> [Dataset content]
====
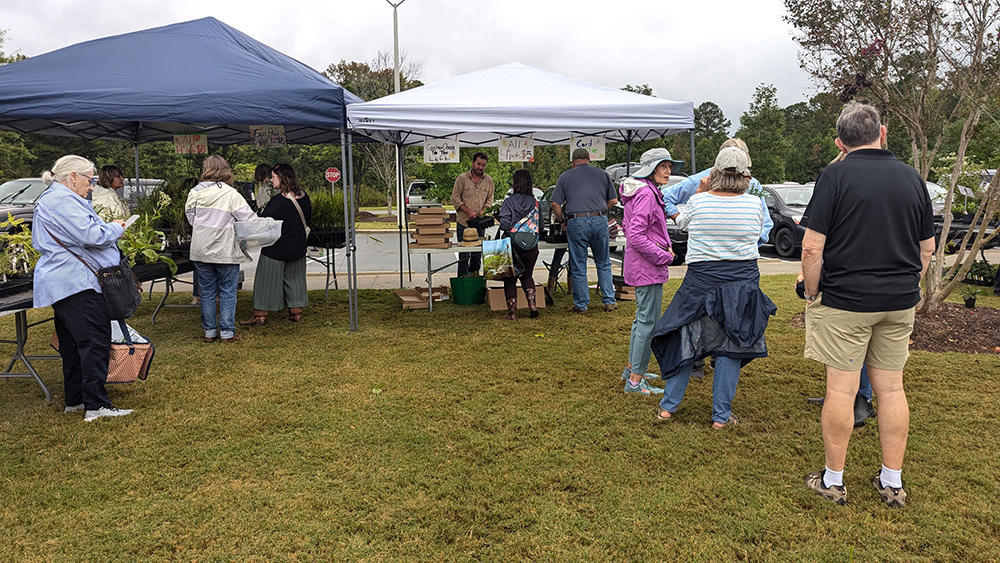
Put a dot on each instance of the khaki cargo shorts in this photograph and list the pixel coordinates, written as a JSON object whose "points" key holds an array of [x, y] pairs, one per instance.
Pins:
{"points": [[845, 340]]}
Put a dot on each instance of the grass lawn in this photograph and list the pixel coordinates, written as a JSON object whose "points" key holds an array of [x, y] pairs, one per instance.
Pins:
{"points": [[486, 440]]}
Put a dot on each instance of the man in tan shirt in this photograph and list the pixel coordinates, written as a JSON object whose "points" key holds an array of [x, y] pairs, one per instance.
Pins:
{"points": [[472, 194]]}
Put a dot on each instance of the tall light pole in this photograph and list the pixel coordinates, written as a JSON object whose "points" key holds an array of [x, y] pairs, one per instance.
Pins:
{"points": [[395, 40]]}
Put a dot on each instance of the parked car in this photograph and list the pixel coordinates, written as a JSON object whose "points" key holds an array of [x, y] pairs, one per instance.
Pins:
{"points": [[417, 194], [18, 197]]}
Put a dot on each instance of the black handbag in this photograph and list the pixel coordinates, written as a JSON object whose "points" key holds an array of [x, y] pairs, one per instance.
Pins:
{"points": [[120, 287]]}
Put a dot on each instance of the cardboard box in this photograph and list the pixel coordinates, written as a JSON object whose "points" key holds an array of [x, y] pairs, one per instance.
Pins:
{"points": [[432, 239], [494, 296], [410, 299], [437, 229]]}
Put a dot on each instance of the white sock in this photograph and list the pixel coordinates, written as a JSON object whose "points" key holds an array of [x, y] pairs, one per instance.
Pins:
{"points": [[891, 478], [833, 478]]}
====
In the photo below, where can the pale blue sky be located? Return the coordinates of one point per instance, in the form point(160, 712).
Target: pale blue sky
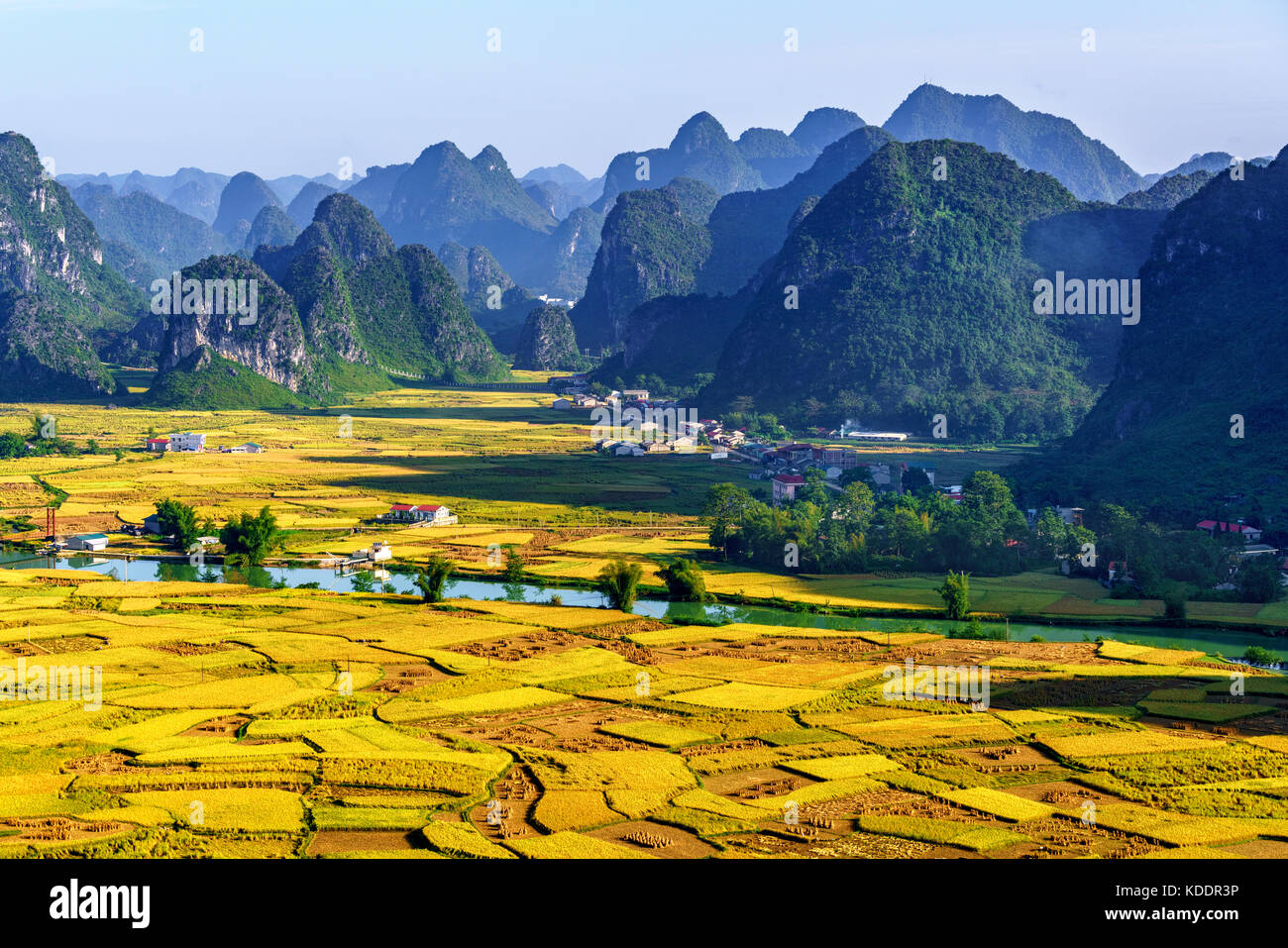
====
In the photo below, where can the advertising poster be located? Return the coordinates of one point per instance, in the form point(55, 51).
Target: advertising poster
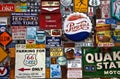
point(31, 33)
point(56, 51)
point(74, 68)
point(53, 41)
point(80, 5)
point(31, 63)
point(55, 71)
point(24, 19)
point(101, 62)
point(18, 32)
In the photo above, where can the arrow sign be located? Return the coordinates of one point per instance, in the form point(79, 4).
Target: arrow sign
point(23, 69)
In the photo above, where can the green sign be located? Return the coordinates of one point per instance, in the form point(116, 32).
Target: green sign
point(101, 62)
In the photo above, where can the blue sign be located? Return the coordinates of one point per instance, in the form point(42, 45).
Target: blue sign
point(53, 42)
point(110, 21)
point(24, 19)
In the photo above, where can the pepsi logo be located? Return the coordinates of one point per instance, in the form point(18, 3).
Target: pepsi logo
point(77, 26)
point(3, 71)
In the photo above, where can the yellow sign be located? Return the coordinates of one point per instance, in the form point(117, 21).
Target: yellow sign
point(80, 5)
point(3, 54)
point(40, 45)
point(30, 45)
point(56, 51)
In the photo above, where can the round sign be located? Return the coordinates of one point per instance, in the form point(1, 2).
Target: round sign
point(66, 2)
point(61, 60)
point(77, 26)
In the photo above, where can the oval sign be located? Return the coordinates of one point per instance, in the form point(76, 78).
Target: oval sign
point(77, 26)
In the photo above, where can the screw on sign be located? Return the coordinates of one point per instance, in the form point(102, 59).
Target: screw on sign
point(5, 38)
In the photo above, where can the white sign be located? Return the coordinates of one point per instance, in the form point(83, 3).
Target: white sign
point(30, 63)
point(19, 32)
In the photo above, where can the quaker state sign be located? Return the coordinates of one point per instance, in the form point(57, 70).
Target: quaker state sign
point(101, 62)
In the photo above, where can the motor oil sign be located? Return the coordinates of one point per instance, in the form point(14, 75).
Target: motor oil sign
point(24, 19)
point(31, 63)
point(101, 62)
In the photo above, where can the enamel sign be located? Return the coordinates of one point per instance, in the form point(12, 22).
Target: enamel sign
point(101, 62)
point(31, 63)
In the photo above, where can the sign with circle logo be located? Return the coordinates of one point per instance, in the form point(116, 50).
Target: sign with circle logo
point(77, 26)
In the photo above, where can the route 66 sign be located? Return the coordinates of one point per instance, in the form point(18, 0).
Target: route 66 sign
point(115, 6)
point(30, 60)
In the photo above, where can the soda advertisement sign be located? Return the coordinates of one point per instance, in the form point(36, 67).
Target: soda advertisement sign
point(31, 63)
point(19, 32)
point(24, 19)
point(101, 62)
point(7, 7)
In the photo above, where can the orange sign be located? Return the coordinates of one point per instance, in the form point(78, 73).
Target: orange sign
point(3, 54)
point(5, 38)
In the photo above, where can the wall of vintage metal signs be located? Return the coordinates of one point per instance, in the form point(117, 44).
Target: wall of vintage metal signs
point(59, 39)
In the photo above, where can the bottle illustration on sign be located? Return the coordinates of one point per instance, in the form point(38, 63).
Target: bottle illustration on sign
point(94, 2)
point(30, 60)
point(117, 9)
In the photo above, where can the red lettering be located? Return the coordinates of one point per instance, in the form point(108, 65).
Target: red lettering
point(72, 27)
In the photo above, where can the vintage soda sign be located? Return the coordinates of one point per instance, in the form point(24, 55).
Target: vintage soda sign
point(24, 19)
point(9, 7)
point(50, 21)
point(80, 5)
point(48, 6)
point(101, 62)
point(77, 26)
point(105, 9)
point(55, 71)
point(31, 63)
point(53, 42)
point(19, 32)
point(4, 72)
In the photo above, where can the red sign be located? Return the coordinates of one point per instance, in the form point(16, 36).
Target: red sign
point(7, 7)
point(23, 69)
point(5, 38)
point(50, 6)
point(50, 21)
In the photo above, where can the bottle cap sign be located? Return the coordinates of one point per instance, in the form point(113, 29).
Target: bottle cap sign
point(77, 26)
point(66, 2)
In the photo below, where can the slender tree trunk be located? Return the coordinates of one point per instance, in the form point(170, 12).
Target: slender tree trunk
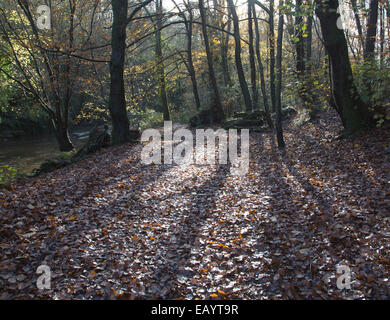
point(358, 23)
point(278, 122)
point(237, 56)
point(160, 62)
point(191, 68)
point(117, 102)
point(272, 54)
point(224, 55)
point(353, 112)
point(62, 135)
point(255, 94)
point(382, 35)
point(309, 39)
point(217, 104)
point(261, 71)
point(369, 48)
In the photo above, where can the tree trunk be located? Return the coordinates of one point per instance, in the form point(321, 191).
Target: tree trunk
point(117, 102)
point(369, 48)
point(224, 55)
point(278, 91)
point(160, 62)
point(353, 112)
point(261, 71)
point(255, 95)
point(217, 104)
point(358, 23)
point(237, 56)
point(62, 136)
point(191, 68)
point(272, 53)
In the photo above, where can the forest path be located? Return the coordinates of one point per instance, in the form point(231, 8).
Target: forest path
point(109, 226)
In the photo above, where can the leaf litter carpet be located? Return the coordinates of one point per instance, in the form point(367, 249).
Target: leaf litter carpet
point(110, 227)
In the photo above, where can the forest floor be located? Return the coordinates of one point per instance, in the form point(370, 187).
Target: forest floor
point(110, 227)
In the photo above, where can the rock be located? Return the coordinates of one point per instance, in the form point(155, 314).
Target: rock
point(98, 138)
====
> [Aim of the exercise]
Swap "red lettering" for "red text" in the part of the data that opens with the line containing "In the photo above, where can the red lettering" and closes with the line containing "point(72, 27)". Give back only those lines and keep everything else in them unchanged.

> [Task solution]
In the photo above, where can the red text be located? Return the coordinates of one point per instance, in the form point(108, 65).
Target: red text
point(72, 27)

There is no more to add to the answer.